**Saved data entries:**
+ + + + + + +

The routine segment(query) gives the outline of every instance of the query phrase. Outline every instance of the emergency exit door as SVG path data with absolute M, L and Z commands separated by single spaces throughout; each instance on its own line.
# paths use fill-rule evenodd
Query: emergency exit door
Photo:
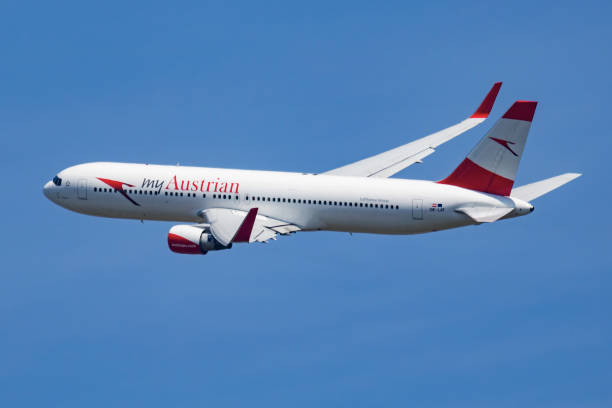
M 412 200 L 412 219 L 423 219 L 423 200 L 421 200 L 420 198 L 415 198 L 414 200 Z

+ + + + + + +

**Work task:**
Apart from the pictures, all of the data should be repeated exactly.

**Result of this task:**
The routine segment(query) gives the outline of every instance of the query phrase. Outline every instance of the emergency exit door as SVG path data with absolute M, L and Z commands separated by single spaces throughout; each instance on its own line.
# paths use fill-rule evenodd
Query: emergency exit door
Photo:
M 412 200 L 412 219 L 423 219 L 423 200 L 421 200 L 420 198 L 415 198 L 414 200 Z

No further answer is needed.